The exercise> Recast the rows between the lines holding "Pick out one point on every instance of the street" and "25), (153, 21)]", inclusive, as a two-column CSV with the headers instruction and points. Give one line for each row, with its text under instruction and its answer under points, each value in a single quoted field with line breaks turned into spaces and the picture left out.

--------------------

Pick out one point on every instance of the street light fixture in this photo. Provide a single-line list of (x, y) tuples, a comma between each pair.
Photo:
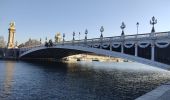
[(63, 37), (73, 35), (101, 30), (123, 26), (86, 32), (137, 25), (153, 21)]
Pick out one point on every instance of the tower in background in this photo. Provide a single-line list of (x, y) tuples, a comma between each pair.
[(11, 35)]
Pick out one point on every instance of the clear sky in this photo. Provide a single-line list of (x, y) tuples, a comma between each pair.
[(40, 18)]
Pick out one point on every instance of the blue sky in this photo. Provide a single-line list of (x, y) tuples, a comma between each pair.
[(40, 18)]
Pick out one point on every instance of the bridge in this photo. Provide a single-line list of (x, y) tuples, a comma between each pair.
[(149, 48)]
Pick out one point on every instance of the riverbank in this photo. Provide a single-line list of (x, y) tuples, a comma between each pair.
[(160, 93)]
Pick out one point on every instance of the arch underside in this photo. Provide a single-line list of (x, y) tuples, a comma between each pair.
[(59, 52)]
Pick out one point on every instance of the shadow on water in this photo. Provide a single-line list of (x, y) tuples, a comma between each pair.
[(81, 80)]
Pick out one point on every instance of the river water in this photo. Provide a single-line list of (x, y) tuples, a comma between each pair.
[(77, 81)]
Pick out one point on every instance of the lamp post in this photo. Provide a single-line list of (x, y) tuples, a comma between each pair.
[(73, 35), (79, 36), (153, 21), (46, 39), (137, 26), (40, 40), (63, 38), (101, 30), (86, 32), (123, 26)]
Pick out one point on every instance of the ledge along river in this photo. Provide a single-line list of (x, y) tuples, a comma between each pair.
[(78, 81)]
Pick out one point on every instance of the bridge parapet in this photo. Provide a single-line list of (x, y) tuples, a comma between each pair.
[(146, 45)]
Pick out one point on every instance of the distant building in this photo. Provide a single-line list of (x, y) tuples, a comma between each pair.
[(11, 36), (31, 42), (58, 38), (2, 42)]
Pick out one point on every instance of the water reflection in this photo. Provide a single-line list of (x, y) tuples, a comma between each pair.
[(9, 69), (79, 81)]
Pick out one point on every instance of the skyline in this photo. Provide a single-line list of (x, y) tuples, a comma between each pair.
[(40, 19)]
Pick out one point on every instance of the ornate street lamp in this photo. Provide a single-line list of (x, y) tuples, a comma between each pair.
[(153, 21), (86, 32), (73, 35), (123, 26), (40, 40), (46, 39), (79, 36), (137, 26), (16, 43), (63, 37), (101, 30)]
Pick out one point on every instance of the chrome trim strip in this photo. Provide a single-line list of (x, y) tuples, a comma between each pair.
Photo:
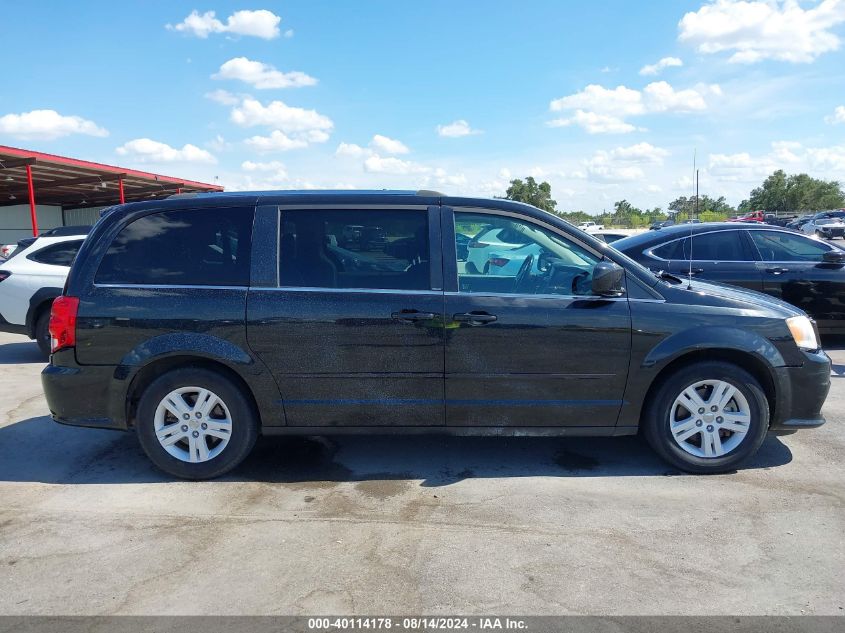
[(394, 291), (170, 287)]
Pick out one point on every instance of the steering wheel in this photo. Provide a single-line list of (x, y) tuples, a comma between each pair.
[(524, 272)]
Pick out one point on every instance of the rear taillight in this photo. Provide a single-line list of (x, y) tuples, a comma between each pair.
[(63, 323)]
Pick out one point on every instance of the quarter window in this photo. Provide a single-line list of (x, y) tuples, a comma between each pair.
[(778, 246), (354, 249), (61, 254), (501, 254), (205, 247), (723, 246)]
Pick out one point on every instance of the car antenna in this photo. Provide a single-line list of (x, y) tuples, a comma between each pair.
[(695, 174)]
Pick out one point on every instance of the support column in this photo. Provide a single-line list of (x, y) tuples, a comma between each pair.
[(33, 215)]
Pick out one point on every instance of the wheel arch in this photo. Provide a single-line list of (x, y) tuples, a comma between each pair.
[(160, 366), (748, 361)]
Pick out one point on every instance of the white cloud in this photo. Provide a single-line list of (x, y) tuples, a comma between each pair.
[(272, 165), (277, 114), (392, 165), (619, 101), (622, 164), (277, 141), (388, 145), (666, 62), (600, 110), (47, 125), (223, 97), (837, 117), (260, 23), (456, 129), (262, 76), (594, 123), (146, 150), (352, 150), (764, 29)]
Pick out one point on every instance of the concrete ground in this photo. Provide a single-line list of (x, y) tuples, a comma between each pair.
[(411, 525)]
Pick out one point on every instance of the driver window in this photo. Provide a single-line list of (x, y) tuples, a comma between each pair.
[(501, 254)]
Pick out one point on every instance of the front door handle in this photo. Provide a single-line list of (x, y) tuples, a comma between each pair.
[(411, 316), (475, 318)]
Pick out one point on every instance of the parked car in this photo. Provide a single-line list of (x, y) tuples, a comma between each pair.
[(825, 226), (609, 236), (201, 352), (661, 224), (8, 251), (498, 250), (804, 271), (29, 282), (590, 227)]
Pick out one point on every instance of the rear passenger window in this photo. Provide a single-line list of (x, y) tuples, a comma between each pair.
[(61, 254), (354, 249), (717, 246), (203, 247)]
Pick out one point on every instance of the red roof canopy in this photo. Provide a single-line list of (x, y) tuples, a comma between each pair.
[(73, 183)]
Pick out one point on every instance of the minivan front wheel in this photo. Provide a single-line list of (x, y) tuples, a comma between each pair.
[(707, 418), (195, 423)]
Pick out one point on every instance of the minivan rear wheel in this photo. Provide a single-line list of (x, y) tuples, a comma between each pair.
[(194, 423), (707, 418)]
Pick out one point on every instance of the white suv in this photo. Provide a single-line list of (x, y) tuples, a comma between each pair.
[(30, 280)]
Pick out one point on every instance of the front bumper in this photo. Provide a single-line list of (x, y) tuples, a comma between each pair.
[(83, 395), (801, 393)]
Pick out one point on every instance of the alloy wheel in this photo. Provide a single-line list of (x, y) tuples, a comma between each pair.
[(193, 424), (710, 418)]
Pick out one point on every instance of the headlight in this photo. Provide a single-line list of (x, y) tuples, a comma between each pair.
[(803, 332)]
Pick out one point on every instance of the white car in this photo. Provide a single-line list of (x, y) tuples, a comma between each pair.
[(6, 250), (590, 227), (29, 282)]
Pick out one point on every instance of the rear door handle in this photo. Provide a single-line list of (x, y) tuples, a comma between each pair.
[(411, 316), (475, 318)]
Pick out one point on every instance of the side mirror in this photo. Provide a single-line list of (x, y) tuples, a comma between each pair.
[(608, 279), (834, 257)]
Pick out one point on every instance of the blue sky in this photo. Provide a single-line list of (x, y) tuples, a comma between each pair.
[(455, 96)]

--------------------

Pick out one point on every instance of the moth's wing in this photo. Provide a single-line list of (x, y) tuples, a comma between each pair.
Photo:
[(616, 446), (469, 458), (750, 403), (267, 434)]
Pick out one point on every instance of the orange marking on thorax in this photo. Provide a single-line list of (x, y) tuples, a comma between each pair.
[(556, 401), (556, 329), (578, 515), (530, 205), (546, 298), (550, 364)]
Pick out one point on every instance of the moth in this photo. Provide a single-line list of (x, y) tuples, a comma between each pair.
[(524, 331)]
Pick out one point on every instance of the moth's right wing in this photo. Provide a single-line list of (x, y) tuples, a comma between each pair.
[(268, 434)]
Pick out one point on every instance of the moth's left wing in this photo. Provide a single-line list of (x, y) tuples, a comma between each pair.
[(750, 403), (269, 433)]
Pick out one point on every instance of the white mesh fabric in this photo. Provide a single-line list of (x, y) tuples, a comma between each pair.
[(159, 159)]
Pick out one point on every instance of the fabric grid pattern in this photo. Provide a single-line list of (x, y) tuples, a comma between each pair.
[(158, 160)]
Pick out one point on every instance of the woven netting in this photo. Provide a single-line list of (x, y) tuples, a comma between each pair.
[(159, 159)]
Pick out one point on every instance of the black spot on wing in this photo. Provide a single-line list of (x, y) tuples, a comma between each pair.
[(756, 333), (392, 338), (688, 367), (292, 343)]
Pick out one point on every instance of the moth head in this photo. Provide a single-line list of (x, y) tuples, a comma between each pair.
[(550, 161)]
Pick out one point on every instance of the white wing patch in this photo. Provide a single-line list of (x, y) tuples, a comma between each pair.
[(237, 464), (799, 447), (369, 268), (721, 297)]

--------------------

Complete answer>
instruction,points
"Pick out one point on every instance of the street light fixture in this photo. Provide a single-line list of (x, y) tuples, a comma between each pair. Photo:","[(63, 37), (73, 35), (101, 30), (123, 26), (86, 32), (137, 25), (153, 21)]"